**Selection**
[FoRK] Who needs efficient code?

rst at ai.mit.edu rst at ai.mit.edu
Fri Jul 30 09:20:28 PDT 2010

Eugen Leitl writes:
 > On Fri, Jul 30, 2010 at 10:40:40AM -0400, rst at ai.mit.edu wrote:
 > > The quoted paragraph was written by ex-Twitter API lead Alex Payne,
 > > who doesn't blog for The Atlantic; he was quoted by some other guy who
 > > does.  Payne's obviously talking about Rails, which his (former)
 > I wonder why they would consider Rails in the first place.
 > I'm just an egg, but I know I wouldn't be using it if I
 > expected the result to go places eventually.

They weren't trying to build Twitter at all.  It was a slapdash side
project of a company that was originally formed to do something else
entirely (Odeo --- Ev Williams's podcasting venture).  If they'd been
unwilling to deploy the thing until they knew how to scale it up to a
hundred million users, they never would have built it in the first

 > > It's, of course, possible that Alex Payne doesn't know what he's
 > > talking about, but it's not obvious to me why you'd think so.  Was
 > > there something else in the Atlantic post that you meant to call
 > > bullshit on instead?
 > I definitely take offense at 
 > http://al3x.net/2010/07/27/node.html
 > "
 > In a system of no significant scale, basically anything works.
 > The power of today’s hardware is such that, for example, you can 
 > build a web application that supports thousands of users using 
 > one of the slowest available programming languages, brutally 
 > inefficient datastore access and storage patterns, zero caching...
 > simply because the hardware can move faster than your bad decision-making.
 > "
 > Stated so generically, this is not true.
 > He doesn't say how heavy-weight each user session is. ...

**Stated exercise A**
Which lines of the listing contain the string "outline", with case counting? Gather every one of them.
The post and the listing have no connection to each other.

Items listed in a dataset
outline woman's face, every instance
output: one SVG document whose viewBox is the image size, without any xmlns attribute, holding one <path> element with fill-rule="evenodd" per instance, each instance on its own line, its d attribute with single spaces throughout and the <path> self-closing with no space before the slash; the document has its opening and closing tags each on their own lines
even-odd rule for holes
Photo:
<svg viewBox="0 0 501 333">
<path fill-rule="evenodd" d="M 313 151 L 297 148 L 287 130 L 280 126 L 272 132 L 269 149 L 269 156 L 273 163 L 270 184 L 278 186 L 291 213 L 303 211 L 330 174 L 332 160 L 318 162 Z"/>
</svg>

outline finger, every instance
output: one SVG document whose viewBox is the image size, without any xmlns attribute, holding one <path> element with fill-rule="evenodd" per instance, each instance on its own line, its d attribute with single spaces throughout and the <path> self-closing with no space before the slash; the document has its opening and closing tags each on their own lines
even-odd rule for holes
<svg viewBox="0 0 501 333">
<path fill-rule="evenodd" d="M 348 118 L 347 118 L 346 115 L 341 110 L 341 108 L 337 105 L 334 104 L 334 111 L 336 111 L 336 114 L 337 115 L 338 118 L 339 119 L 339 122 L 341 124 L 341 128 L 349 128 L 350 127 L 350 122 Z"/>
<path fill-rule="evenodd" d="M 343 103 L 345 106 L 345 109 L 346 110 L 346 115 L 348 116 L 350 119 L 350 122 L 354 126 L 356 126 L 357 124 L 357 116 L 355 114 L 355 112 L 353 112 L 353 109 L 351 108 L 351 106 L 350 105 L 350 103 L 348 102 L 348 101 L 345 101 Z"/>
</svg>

* * *

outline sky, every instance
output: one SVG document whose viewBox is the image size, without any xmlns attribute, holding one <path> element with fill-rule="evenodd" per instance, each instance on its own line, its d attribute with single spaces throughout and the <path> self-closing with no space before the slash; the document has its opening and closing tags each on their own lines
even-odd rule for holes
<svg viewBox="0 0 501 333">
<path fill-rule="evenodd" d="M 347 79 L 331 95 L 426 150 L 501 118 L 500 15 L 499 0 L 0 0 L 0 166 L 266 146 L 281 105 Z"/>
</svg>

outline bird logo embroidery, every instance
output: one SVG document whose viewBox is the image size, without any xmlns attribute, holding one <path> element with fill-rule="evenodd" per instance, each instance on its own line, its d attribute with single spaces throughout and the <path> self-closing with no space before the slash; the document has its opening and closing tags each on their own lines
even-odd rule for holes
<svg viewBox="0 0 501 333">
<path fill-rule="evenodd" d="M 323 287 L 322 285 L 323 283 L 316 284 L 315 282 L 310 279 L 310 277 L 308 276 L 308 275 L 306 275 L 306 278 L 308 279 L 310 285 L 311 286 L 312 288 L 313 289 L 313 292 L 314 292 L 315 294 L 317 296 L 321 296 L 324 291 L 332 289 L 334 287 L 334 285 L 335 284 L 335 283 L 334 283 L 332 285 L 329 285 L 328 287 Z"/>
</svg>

**Stated exercise B**
Could you output the post word for word, everything from "rst at ai.mit.edu rst" down to "go places eventually."?

**Output A**
outline woman's face, every instance
outline finger, every instance
outline sky, every instance
outline bird logo embroidery, every instance

**Output B**
rst at ai.mit.edu rst at ai.mit.edu
Fri Jul 30 09:20:28 PDT 2010

Eugen Leitl writes:
 > On Fri, Jul 30, 2010 at 10:40:40AM -0400, rst at ai.mit.edu wrote:
 > > The quoted paragraph was written by ex-Twitter API lead Alex Payne,
 > > who doesn't blog for The Atlantic; he was quoted by some other guy who
 > > does.  Payne's obviously talking about Rails, which his (former)
 > I wonder why they would consider Rails in the first place.
 > I'm just an egg, but I know I wouldn't be using it if I
 > expected the result to go places eventually.